TASK DIRECTIONS – Repeat, exactly as written, the line containing "Phrase: white dress shirt" and each line after it through the end of the data.

DATA FOR ANALYSIS –
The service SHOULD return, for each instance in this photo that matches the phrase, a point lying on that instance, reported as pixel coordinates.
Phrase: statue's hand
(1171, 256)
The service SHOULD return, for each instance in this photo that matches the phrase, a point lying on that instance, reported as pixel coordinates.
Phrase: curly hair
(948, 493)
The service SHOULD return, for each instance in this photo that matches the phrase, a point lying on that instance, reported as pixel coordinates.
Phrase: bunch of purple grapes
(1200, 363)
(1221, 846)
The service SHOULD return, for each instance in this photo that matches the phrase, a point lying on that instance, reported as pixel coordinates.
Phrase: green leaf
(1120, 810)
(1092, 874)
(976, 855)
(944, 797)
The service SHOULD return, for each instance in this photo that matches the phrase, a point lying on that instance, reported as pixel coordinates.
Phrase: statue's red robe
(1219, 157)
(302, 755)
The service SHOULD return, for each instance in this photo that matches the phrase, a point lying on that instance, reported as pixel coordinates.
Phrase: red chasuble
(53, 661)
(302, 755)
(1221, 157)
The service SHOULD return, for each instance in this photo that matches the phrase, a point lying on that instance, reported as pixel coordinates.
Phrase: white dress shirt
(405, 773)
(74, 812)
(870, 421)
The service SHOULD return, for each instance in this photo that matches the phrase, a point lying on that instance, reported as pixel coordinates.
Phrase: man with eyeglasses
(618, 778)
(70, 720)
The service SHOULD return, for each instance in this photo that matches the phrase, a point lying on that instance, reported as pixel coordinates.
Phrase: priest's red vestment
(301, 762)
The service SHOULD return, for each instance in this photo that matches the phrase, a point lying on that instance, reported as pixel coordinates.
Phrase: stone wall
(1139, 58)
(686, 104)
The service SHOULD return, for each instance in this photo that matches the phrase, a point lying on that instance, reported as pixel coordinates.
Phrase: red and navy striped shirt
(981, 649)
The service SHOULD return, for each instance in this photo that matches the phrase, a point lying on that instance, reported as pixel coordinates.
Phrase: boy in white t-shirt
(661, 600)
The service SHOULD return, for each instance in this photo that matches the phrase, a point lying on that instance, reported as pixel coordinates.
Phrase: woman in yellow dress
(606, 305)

SOLUTION TO THE PROBLEM –
Phrase: white dress shirt
(405, 773)
(74, 812)
(870, 421)
The service SHOULD return, for each instance in this photo that matches the phrase, a point lying on that instance, reported as pixel coordinates.
Phrase: man with eyeglasses
(618, 778)
(70, 720)
The service SHOULD return, for each instance in this photo that matches the phrase, a point lying on that instance, reported as pixel coordinates.
Phrase: priest's red vestment
(301, 762)
The service SHOULD return, for each instance in this photo that matches the phrase, a point lying on that instance, reported as pixel coordinates.
Phrase: stone wall
(1139, 58)
(686, 104)
The service SHOULD return, for each instance in this photo that matches the phrase, a point lying on that instance, reported as pixel coordinates.
Phrase: red and navy striped shirt
(981, 649)
The service SHOULD return, for each instance in this photo that matches the phrase, a point lying on that instance, reported as pixel coordinates.
Phrase: boy in white t-shirt
(661, 600)
The service SHOULD return, for each instance in this photo that matches the phrase, a point lying on that instance, reported as pixel coordinates.
Phrase: woman in yellow dress
(606, 305)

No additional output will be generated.